-- INSTRUCTION --
Copy the material that follows word for word and omit its pictures.

**** EXTRACTED ENTRIES ****

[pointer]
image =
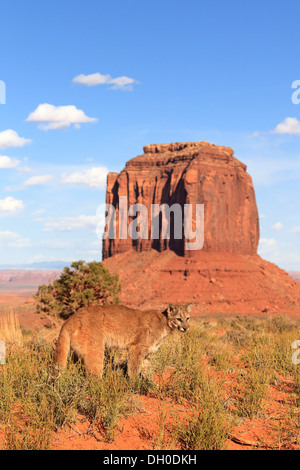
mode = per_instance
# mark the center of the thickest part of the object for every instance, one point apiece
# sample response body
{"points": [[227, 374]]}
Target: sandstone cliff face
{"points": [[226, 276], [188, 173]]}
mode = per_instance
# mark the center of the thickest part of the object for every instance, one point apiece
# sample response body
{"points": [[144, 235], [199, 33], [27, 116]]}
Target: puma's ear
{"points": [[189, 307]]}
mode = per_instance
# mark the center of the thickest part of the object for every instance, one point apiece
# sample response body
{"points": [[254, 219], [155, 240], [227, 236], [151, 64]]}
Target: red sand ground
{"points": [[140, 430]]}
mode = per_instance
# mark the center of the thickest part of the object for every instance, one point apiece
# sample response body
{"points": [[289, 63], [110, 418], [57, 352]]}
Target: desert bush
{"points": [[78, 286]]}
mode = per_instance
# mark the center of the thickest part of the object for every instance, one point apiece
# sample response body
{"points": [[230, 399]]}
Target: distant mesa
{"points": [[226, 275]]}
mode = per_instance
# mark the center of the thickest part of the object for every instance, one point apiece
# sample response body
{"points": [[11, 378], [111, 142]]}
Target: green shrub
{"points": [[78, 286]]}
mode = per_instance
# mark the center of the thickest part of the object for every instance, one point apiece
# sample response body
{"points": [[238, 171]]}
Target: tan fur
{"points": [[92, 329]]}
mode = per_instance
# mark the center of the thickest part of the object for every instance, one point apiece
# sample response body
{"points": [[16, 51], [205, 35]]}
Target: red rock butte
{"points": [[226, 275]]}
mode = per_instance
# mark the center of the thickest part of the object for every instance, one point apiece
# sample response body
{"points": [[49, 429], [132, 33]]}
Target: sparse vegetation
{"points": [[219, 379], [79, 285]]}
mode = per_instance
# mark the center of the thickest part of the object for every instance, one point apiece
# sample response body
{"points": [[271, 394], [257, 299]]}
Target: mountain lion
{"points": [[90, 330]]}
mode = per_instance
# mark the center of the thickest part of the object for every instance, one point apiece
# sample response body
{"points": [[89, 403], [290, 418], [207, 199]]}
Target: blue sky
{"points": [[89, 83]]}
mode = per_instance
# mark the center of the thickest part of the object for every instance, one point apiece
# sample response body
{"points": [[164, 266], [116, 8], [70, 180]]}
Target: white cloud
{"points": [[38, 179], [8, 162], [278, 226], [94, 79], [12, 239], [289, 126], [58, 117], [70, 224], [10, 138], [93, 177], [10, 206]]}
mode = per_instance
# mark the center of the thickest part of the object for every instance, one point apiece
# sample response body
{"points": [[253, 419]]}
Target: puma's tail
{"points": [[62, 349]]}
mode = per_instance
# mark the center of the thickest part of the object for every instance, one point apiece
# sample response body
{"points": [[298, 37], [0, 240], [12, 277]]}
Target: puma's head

****

-- COMPLETED TASK --
[pointer]
image =
mode = per_instance
# mark the center of the thickest part of the object for every instance, one point apiece
# sample response body
{"points": [[227, 374]]}
Target: sandstone cliff face
{"points": [[226, 276], [188, 173]]}
mode = per_instance
# mark the center of the thickest part of the object for every instance, one point apiece
# sample response body
{"points": [[144, 235], [199, 33], [27, 116]]}
Target: puma's ear
{"points": [[189, 307]]}
mode = per_instance
# mark the center of the thickest part of the object for every instance, one point apiece
# sample response body
{"points": [[254, 219], [155, 240], [227, 236], [151, 64]]}
Target: red sand ground
{"points": [[140, 430]]}
mode = per_instance
# mark the center of the thickest part of the object for every instance, one point apiece
# sample response body
{"points": [[289, 63], [110, 418], [57, 352]]}
Target: desert bush
{"points": [[78, 286]]}
mode = per_instance
# mark the center of the thickest part of the object for every instance, one point apiece
# sample response body
{"points": [[230, 399]]}
Target: distant mesa
{"points": [[226, 275]]}
mode = per_instance
# mark the center of the thickest part of the object for every instance, one point apiece
# sample response body
{"points": [[11, 378], [111, 142]]}
Target: green shrub
{"points": [[78, 286]]}
mode = per_instance
# mark the center of the thickest part of the object for every instance, one point apiece
# sample response body
{"points": [[238, 171]]}
Target: tan fur
{"points": [[92, 329]]}
mode = per_instance
# mark the center of the thickest part of the object for every instance, one point apiece
# sample response body
{"points": [[16, 51], [205, 35]]}
Target: red rock butte
{"points": [[226, 275]]}
mode = per_instance
# mark the center of the thickest part of the object for every instance, one point apiece
# sample response body
{"points": [[49, 429], [132, 33]]}
Target: sparse vegetation
{"points": [[219, 379], [79, 285]]}
mode = per_instance
# mark the center of the thickest part of the object for every instance, one point apiece
# sample response body
{"points": [[271, 394], [257, 299]]}
Target: mountain lion
{"points": [[90, 330]]}
mode = per_instance
# mark the center of the thickest part of the object for every instance, one point apiece
# sample response body
{"points": [[89, 403], [290, 418], [207, 199]]}
Target: blue sky
{"points": [[89, 83]]}
mode = per_instance
# mark the center of the thickest part of the object for every instance, one point apiece
# sample response body
{"points": [[164, 266], [116, 8], [70, 180]]}
Target: white cloud
{"points": [[38, 179], [8, 162], [278, 226], [94, 79], [12, 239], [289, 126], [58, 117], [70, 224], [10, 138], [93, 177], [10, 206]]}
mode = per_instance
# mark the center of the thickest part of the object for every instance, one point apiece
# sample response body
{"points": [[253, 419]]}
Target: puma's tail
{"points": [[62, 349]]}
mode = per_instance
# mark the center of the thickest part of the object for every instance, one point apiece
# sample response body
{"points": [[298, 37], [0, 240], [12, 277]]}
Target: puma's head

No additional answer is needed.